• EXERCISE INSTRUCTIONS: Rewrite the rows from the line containing "the goose leg" through the end of the rows, switching "pixel coordinates" to "x and y coordinates" and leaving everything else unchanged. Omit the pictures from your answer.

[Image point annotation entries]
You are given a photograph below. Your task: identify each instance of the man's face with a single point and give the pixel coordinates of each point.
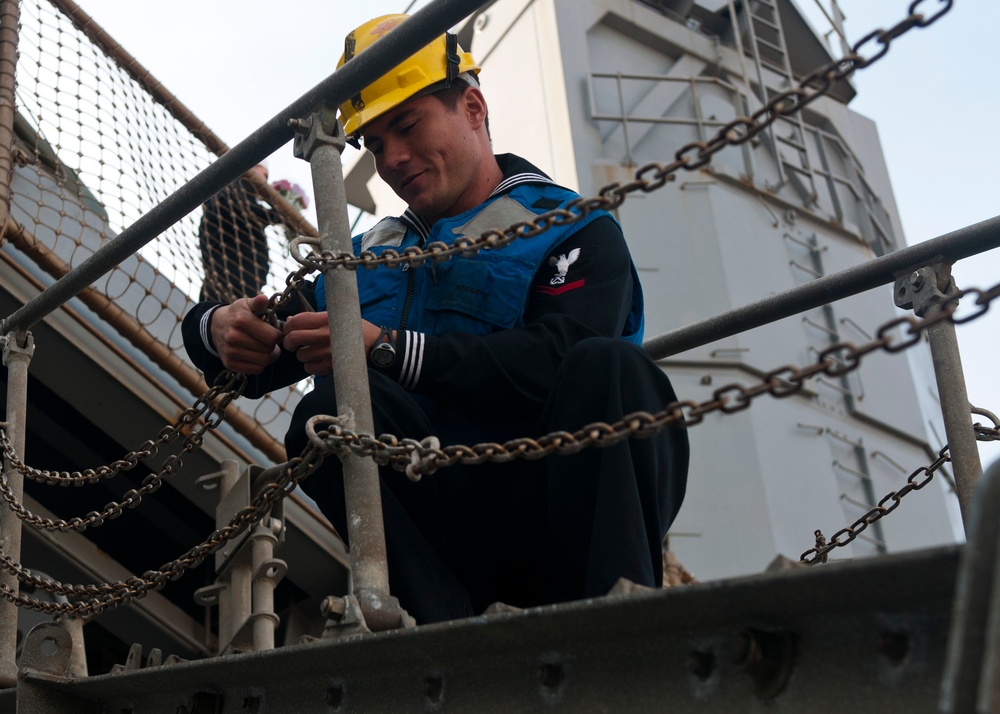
(427, 154)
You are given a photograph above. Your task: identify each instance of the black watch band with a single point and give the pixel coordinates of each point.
(383, 354)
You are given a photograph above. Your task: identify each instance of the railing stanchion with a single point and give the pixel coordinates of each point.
(17, 350)
(923, 291)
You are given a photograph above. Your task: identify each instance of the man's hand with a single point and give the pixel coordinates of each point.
(307, 334)
(245, 343)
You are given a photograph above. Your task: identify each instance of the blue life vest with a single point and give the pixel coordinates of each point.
(480, 294)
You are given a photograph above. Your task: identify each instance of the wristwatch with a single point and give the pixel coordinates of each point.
(383, 354)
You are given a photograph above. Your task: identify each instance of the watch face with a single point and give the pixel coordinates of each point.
(383, 354)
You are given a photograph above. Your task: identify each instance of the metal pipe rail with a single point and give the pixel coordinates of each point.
(950, 247)
(426, 24)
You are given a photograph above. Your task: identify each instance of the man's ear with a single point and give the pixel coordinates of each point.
(474, 105)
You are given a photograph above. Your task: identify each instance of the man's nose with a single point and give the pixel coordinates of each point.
(395, 153)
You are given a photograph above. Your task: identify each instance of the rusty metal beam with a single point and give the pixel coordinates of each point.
(866, 636)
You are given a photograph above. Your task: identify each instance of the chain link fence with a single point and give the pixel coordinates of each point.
(97, 144)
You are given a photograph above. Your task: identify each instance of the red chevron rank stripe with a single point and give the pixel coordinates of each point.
(550, 290)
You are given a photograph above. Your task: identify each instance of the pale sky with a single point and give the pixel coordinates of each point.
(934, 98)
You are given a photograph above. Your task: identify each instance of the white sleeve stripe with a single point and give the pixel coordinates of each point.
(203, 330)
(413, 359)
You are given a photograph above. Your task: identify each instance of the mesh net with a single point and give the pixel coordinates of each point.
(94, 151)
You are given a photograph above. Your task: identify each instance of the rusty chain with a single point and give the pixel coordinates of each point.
(209, 409)
(421, 457)
(417, 458)
(648, 178)
(106, 596)
(914, 482)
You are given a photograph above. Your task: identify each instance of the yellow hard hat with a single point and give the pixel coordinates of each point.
(437, 63)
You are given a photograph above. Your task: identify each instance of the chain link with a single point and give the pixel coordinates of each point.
(106, 596)
(416, 457)
(210, 408)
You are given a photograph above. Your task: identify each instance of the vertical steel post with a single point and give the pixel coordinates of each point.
(923, 291)
(9, 18)
(320, 141)
(17, 347)
(17, 351)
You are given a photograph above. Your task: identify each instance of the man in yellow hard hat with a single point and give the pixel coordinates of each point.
(542, 335)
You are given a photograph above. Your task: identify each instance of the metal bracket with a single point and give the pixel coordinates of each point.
(46, 664)
(319, 129)
(924, 288)
(17, 343)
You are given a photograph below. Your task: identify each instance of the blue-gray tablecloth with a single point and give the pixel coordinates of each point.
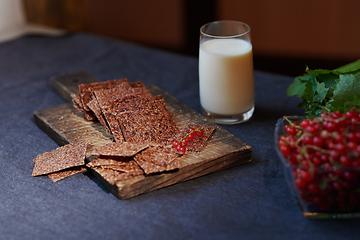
(251, 201)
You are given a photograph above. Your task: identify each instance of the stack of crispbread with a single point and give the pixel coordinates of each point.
(143, 130)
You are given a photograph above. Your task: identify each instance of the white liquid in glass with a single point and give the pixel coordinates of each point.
(226, 76)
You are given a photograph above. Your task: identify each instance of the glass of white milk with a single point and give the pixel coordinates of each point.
(226, 72)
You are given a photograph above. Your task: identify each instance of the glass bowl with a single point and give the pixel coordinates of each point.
(321, 192)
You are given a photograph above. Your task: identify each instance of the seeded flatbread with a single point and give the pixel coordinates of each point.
(198, 144)
(124, 164)
(86, 90)
(157, 158)
(111, 176)
(145, 120)
(114, 127)
(67, 156)
(124, 149)
(57, 176)
(77, 104)
(95, 108)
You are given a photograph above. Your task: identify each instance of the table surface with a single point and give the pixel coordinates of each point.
(250, 201)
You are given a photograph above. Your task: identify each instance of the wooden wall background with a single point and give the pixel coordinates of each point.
(324, 32)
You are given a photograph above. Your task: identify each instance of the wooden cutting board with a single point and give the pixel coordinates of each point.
(65, 125)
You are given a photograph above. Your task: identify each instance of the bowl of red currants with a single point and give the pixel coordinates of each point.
(321, 160)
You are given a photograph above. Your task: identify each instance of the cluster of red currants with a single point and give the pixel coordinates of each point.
(324, 154)
(181, 144)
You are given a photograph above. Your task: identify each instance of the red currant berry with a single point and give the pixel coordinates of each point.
(200, 133)
(175, 143)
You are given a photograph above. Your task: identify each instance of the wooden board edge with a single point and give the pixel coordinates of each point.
(182, 175)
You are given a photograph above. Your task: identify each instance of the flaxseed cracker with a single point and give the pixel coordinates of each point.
(124, 149)
(57, 176)
(95, 108)
(124, 164)
(86, 90)
(67, 156)
(198, 144)
(157, 158)
(151, 123)
(111, 176)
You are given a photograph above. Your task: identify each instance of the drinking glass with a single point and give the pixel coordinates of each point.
(226, 72)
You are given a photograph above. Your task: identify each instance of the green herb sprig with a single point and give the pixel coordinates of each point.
(328, 90)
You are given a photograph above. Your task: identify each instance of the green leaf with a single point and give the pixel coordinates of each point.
(321, 93)
(347, 93)
(328, 90)
(351, 67)
(296, 88)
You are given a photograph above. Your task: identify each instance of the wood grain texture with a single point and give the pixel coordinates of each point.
(64, 125)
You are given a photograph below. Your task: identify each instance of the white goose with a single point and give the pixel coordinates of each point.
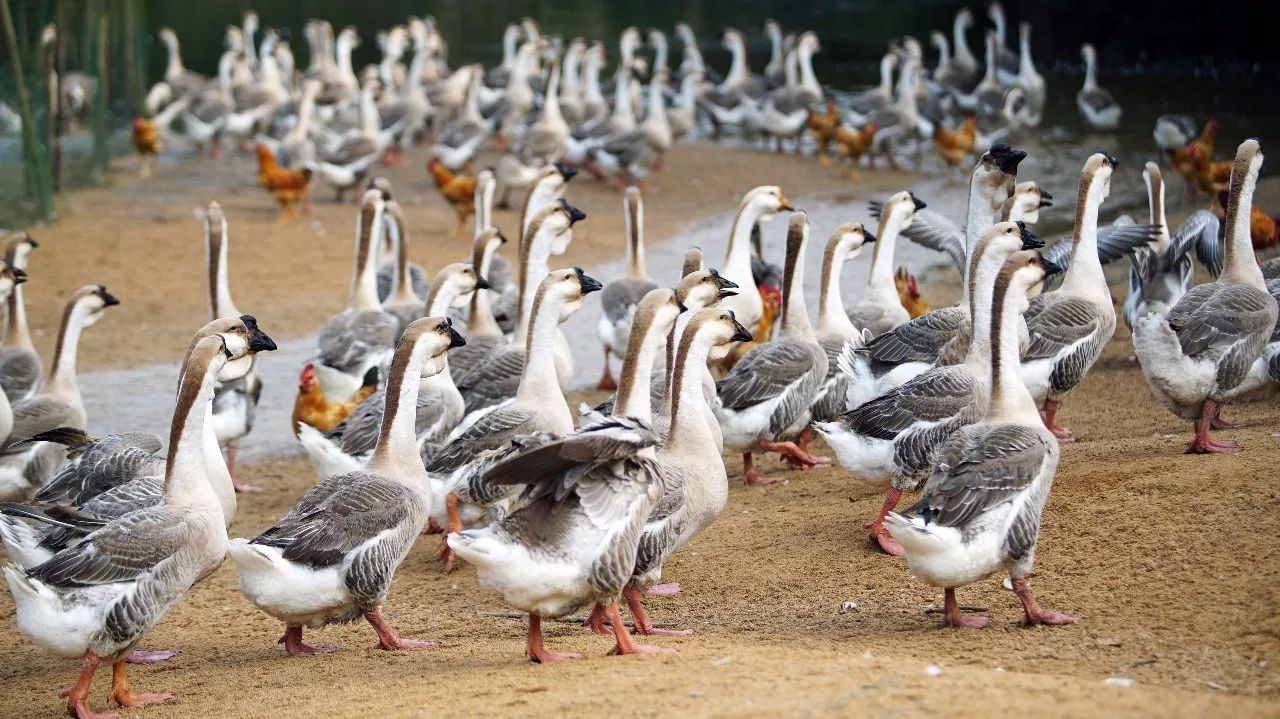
(620, 297)
(97, 598)
(1069, 326)
(333, 557)
(1098, 110)
(26, 466)
(1201, 352)
(892, 438)
(767, 398)
(982, 505)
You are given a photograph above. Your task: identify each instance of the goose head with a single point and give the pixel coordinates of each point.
(432, 338)
(704, 288)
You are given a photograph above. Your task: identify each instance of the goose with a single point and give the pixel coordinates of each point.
(881, 310)
(576, 555)
(1198, 355)
(620, 297)
(97, 598)
(892, 438)
(835, 329)
(759, 205)
(1069, 328)
(362, 335)
(24, 466)
(484, 335)
(234, 402)
(108, 477)
(767, 398)
(347, 447)
(455, 470)
(333, 557)
(19, 363)
(498, 379)
(1098, 110)
(982, 504)
(1162, 273)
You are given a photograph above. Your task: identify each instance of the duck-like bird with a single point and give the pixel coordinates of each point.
(1197, 355)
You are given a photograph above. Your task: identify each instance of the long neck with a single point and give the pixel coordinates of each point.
(1010, 399)
(397, 438)
(220, 303)
(364, 280)
(831, 305)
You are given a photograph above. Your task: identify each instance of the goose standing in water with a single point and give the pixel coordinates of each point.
(99, 598)
(24, 466)
(1069, 328)
(882, 310)
(1098, 110)
(362, 335)
(767, 398)
(1162, 273)
(234, 402)
(892, 438)
(21, 367)
(1196, 356)
(982, 505)
(620, 297)
(456, 470)
(333, 557)
(581, 541)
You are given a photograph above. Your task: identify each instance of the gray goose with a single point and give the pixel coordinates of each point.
(333, 557)
(1198, 355)
(97, 599)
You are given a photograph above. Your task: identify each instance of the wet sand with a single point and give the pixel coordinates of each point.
(1171, 559)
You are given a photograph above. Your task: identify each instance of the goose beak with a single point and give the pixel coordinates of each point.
(1050, 268)
(589, 284)
(1029, 239)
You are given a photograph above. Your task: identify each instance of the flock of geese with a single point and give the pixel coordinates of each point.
(552, 99)
(470, 433)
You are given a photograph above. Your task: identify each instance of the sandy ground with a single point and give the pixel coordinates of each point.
(1171, 559)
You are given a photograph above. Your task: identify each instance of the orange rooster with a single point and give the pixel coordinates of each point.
(823, 128)
(312, 408)
(146, 142)
(288, 187)
(457, 188)
(955, 146)
(854, 143)
(909, 293)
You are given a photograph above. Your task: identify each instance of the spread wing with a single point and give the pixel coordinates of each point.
(764, 374)
(981, 467)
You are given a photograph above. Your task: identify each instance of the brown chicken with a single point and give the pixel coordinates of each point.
(288, 187)
(146, 142)
(457, 188)
(762, 333)
(955, 146)
(854, 143)
(823, 128)
(312, 408)
(909, 293)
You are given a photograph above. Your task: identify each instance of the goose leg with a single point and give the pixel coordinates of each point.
(954, 618)
(625, 644)
(752, 477)
(387, 636)
(1033, 613)
(123, 696)
(876, 530)
(77, 695)
(644, 626)
(607, 381)
(295, 646)
(536, 650)
(1063, 434)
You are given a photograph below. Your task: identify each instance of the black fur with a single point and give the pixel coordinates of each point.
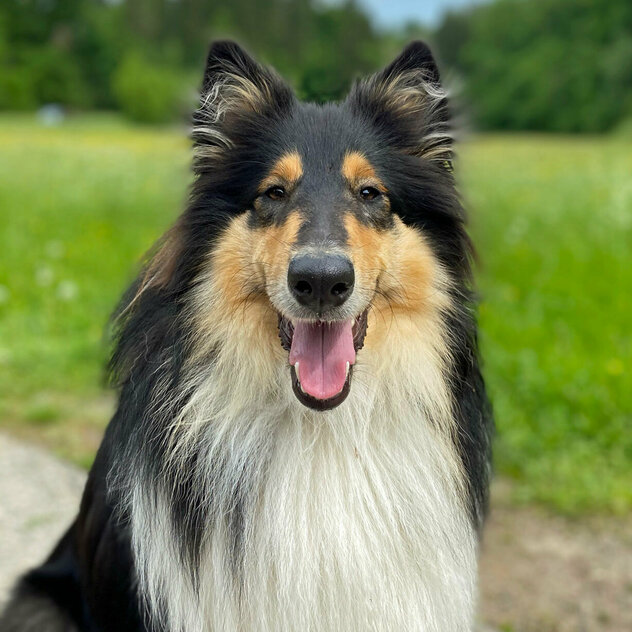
(89, 582)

• COMPLETE OUTPUT:
You are given a photograph above. Your task: identify each instance of the goose leg with a single point and give the x and y coordinates of each point.
(954, 618)
(625, 644)
(752, 477)
(387, 636)
(1033, 613)
(123, 696)
(876, 530)
(77, 695)
(644, 626)
(607, 381)
(295, 646)
(536, 650)
(1063, 434)
You are given a photograph below. Your task: identify each instance of the black fur with a single point and give the x and y coordinates of each point.
(89, 582)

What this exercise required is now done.